Obama, Christie, And A Tweaked-Out Campaign Entourage Ride The Storm

On the edge, then in command. Weighing safety, the obligations of leadership, and campaign strategy in a national crisis with "The Guv" riding shotgun and a band of brain-fried staffers and reporters in the back.

WASHINGTON, DC — At approximately 5:43 p.m. Sunday evening, President Obama arrived at Andrews Force Base en route to Florida as one of the most catastrophic storms in the history of the Eastern Seaboard crept toward America’s coastline.

Wearing a sport coat and no tie, the president hurried onto Air Force One to escape the gray drizzle from the oncoming storm. He’d already declared a state of emergency in Maryland — where Andrews is located, 30 minutes outside of Washington — and by midnight, he’d add seven more states to list of places not to hang out.

But that didn’t stop Obama or his campaign from taking off for a swing state visit in Orlando, wheels up at 5:52 p.m., to “squeeze in some campaigning before Sandy really bears down,” as the White House pool report described it.

Almost 24 hours later, the storm did really bear down, making landfall in Cape May, New Jersey. When it finally let up, it'd killed at least 30 people in the U.S. and 60 in the Caribbean, having done an estimated $20 billion in damages. It also opened up another uncertain chapter in a general-election campaign that started with a steady, predictable rhythm but has been thrown increasingly off-kilter by Benghazi, the post-debate poll shift and Romney's late charge toward centrism.

**Stated problem 1:** Rewrite everything in the storm article from "Obama, Christie, And" down to "to hang out.", changing "sport coat" to "blazer".
**Stated problem 2:** According to the storm article, at what time was the president's plane wheels up for Orlando?
The material that follows isn't needed here.

**Supplied information:**

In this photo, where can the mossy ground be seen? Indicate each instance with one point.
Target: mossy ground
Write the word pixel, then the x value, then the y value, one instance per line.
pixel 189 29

**Written response 1:**
Obama, Christie, And A Tweaked-Out Campaign Entourage Ride The Storm

On the edge, then in command. Weighing safety, the obligations of leadership, and campaign strategy in a national crisis with "The Guv" riding shotgun and a band of brain-fried staffers and reporters in the back.

WASHINGTON, DC — At approximately 5:43 p.m. Sunday evening, President Obama arrived at Andrews Force Base en route to Florida as one of the most catastrophic storms in the history of the Eastern Seaboard crept toward America’s coastline.

Wearing a blazer and no tie, the president hurried onto Air Force One to escape the gray drizzle from the oncoming storm. He’d already declared a state of emergency in Maryland — where Andrews is located, 30 minutes outside of Washington — and by midnight, he’d add seven more states to list of places not to hang out.

**Written response 2:** 5:52 p.m.